[Exercise goal]: Using the listing below, set down exactly the lines starting at the line that contains "Objective: one point per instance of the sea" and ending at the line that contains "Target: calm water", both included, and no others.

[Materials provided]:

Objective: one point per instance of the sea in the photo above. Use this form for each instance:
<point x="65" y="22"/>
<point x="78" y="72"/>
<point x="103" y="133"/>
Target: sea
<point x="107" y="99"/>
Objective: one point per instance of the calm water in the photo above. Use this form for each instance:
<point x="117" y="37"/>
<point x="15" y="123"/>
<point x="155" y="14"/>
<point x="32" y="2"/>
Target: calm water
==
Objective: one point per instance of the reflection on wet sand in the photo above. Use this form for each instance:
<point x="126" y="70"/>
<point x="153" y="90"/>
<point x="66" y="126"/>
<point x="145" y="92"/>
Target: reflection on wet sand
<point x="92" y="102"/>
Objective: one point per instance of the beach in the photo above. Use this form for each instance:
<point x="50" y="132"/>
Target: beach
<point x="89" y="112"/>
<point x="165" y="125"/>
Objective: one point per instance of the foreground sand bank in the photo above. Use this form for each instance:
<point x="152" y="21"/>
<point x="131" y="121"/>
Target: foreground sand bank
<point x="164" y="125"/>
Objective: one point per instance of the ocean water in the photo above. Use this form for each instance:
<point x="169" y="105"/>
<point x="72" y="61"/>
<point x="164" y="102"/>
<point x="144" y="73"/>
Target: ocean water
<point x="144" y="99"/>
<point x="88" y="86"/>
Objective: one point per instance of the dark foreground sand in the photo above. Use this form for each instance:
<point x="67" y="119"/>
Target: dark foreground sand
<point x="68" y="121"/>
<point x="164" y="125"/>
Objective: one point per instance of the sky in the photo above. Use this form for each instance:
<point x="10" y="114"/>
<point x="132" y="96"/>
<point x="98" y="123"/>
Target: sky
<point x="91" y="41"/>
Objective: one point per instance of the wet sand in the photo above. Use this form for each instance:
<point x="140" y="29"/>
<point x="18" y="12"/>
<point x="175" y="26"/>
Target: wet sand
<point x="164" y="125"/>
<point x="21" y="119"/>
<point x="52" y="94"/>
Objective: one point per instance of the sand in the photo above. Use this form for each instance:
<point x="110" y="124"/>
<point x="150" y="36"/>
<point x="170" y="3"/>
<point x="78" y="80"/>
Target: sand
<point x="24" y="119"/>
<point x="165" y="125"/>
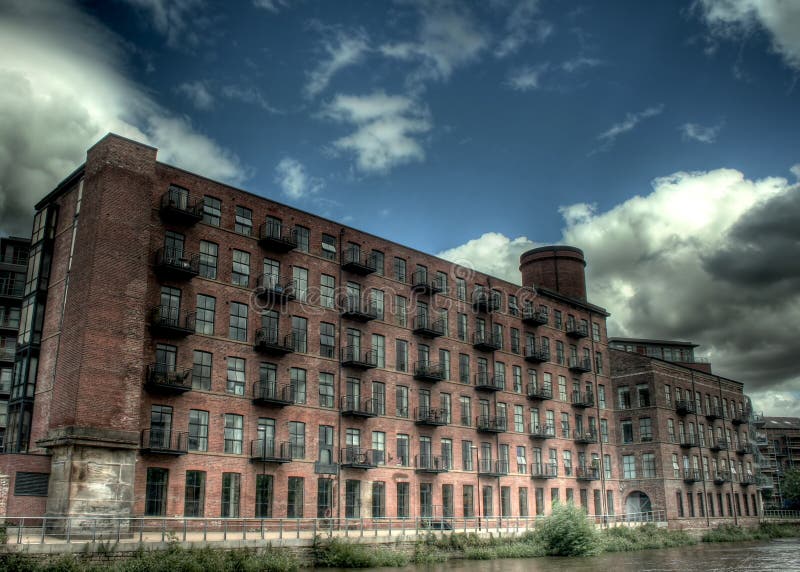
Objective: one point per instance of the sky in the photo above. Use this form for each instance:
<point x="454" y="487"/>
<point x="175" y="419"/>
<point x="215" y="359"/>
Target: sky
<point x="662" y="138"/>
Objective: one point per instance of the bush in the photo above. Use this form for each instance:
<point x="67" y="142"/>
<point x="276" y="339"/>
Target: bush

[Answer to the problem]:
Objective: one point per instance of the sea in the photo above. Use this form for each instance:
<point x="65" y="22"/>
<point x="78" y="72"/>
<point x="103" y="133"/>
Target: sea
<point x="107" y="99"/>
Objective: one point per instance of the calm water in the photo above. Use this form for each instance:
<point x="117" y="37"/>
<point x="15" y="123"/>
<point x="155" y="14"/>
<point x="32" y="2"/>
Target: calm water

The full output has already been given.